What you are asked to do: Please quote the lines in the records below word for word, from the line containing "Thank you for the photograph. Please indicate the bare" through the line containing "Target: shrub", with both of those lines included.

Input rows:
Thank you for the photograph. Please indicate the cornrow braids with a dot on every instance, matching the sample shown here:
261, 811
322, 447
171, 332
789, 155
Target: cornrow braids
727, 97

* * *

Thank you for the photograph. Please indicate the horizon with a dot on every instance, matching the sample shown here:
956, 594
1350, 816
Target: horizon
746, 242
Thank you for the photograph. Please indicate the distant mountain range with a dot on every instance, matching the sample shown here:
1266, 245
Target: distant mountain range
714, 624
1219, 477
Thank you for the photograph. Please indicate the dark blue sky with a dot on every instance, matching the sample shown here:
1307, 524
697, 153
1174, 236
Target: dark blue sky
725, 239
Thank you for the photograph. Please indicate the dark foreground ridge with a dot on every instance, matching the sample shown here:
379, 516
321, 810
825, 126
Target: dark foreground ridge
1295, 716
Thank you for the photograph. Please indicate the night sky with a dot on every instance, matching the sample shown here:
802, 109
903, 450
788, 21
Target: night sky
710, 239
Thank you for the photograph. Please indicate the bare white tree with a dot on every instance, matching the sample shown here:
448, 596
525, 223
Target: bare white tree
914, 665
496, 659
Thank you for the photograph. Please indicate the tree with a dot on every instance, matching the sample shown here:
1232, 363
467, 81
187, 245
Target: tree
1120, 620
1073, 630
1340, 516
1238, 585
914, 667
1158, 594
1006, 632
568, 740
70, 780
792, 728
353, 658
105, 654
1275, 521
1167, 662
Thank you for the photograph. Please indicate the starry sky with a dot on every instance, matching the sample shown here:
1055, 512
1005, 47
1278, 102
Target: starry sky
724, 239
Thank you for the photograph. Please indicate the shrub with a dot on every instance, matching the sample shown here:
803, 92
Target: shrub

Solved exercise:
Thank you for the photograph. Please indicate the bare white tree with a dot on every instance, matching the sample shown here:
448, 596
525, 223
Target: bare white tree
914, 665
496, 659
Thank you for the photograph. Please indicate the tree with a dot on every instance, matching the sample shown here:
1232, 363
467, 81
187, 245
Target: tree
1120, 620
1073, 630
1340, 516
1238, 585
914, 667
1158, 594
1006, 632
568, 740
70, 780
792, 728
353, 658
105, 654
1275, 521
1167, 662
Thank you for the photograph. Please indicate the starry sky with a dot on every instance, matching the sample shown here:
1055, 512
1005, 47
1278, 102
Target: starry sky
724, 239
Thank you for the photograph. Please indicate the shrub with a dot on every instance, matching the sample shown here:
803, 92
Target: shrub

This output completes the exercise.